Copy out the lines of the material between the line containing "Identify any visible car wheel." and the line containing "752;277;789;304", inclusive, changing "side mirror" to "wing mirror" and keeping everything else the same.
┏━━
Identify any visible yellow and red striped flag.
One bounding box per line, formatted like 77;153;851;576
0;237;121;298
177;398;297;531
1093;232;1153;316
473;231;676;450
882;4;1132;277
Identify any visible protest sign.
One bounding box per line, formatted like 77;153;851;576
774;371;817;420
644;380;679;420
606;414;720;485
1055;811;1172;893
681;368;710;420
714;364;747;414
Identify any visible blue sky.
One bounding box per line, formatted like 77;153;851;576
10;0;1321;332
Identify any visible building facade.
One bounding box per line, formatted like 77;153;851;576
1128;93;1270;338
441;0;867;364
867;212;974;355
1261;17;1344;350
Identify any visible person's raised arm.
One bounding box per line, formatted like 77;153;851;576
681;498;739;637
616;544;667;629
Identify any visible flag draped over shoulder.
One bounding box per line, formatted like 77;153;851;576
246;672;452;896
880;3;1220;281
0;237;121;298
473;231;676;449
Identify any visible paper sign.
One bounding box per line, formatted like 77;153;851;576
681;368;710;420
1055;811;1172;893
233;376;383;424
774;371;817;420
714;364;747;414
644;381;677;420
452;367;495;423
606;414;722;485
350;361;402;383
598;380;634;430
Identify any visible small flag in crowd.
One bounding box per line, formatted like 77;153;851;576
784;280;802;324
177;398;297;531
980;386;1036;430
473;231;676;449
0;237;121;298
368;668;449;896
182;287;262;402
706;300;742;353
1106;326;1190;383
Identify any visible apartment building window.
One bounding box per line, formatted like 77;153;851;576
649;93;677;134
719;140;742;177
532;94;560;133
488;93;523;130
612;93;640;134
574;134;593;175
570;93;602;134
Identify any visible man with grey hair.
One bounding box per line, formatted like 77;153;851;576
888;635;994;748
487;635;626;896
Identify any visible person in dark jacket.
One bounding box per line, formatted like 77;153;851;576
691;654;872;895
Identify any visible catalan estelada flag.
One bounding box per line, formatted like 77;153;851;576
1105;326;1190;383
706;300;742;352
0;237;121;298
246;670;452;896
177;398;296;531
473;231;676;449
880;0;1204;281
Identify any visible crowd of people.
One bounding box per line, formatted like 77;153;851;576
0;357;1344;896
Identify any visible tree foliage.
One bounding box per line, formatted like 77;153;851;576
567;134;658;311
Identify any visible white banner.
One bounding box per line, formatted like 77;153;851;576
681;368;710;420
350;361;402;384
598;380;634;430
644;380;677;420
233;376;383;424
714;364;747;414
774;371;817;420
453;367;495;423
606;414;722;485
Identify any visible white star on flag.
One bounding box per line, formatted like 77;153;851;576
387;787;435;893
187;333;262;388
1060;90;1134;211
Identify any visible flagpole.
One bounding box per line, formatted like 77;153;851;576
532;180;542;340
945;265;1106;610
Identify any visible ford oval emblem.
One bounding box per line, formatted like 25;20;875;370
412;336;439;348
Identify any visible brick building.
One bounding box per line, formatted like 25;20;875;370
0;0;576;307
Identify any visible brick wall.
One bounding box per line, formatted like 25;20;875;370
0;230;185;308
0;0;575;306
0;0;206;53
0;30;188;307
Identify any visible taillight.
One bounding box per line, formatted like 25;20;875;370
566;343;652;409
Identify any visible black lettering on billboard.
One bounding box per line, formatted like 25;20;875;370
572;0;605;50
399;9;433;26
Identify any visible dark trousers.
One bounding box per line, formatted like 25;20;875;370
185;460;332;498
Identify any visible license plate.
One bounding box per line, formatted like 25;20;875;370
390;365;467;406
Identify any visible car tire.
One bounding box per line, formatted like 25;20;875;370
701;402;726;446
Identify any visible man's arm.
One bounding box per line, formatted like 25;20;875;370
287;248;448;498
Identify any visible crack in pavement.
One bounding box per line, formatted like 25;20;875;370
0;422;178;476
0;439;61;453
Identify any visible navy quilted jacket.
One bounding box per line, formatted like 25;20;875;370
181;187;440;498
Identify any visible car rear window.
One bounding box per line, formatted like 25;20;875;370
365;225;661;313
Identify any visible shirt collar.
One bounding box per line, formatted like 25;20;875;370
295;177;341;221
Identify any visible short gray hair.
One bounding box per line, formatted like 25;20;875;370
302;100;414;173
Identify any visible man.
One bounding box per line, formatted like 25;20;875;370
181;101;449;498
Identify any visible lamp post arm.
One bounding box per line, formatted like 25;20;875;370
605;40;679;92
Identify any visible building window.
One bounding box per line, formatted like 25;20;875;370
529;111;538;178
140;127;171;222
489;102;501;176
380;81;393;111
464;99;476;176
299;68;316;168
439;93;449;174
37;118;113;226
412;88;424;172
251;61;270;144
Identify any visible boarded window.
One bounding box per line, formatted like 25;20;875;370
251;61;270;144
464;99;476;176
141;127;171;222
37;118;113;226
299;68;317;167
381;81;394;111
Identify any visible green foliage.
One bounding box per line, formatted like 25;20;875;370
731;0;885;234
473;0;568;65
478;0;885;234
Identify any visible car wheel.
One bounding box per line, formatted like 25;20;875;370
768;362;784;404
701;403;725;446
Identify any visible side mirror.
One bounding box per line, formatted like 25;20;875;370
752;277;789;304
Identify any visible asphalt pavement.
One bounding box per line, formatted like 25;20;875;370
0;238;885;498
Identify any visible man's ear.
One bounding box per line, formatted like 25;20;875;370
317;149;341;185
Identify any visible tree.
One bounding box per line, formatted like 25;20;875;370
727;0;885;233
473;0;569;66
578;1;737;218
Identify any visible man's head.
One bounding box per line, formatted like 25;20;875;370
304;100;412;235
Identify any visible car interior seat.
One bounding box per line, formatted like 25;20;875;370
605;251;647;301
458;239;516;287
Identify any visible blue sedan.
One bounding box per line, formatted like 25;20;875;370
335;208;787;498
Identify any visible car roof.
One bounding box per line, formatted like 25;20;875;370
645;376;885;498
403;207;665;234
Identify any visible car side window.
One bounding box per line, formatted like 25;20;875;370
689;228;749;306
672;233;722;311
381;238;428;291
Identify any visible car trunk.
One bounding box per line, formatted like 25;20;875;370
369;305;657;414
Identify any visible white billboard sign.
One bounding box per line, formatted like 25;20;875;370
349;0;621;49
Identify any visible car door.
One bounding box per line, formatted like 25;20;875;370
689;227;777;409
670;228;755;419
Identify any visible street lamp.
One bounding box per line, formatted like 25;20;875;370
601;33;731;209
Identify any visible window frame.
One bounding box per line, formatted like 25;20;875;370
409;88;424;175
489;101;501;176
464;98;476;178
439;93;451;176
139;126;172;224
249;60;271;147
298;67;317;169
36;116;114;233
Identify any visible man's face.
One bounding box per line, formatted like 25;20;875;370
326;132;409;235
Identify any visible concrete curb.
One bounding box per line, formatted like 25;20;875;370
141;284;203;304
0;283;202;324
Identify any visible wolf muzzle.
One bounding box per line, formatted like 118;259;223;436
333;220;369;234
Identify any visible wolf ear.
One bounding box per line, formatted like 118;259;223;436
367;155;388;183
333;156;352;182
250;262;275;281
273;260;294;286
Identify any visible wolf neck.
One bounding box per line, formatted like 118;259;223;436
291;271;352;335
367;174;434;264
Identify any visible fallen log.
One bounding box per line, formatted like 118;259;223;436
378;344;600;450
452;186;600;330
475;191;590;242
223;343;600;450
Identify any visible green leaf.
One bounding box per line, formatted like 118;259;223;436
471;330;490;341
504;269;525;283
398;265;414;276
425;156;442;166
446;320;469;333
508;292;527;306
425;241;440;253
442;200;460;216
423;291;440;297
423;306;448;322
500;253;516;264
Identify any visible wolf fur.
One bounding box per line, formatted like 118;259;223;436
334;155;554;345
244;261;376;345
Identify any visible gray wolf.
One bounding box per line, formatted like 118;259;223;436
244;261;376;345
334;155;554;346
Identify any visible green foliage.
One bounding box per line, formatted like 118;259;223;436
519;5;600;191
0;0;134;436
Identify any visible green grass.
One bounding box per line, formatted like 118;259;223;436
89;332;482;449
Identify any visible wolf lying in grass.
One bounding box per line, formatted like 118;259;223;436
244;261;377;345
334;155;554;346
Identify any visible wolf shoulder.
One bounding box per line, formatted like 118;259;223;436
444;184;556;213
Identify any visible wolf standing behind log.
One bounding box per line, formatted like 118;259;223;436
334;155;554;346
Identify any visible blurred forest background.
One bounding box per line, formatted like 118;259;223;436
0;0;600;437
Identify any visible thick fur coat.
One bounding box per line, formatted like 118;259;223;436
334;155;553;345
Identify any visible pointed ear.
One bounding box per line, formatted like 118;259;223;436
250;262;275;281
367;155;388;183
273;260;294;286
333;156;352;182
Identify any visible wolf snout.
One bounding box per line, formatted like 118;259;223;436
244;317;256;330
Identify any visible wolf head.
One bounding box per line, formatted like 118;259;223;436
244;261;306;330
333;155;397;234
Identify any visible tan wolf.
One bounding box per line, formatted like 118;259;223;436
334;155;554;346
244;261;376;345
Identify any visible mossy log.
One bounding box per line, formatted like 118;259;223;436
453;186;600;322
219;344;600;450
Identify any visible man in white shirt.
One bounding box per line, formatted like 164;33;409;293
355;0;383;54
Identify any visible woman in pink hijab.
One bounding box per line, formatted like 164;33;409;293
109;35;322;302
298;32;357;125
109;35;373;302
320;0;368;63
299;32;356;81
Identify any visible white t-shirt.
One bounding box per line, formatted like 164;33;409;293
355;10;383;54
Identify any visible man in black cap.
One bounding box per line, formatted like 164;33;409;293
┗━━
## Solution for this problem:
Identify any visible car wheel.
One bounding box per line, formatted like 25;20;875;370
768;362;784;404
701;403;725;446
Identify any visible wing mirror.
One bounding box per line, formatted like 25;20;875;370
752;277;789;304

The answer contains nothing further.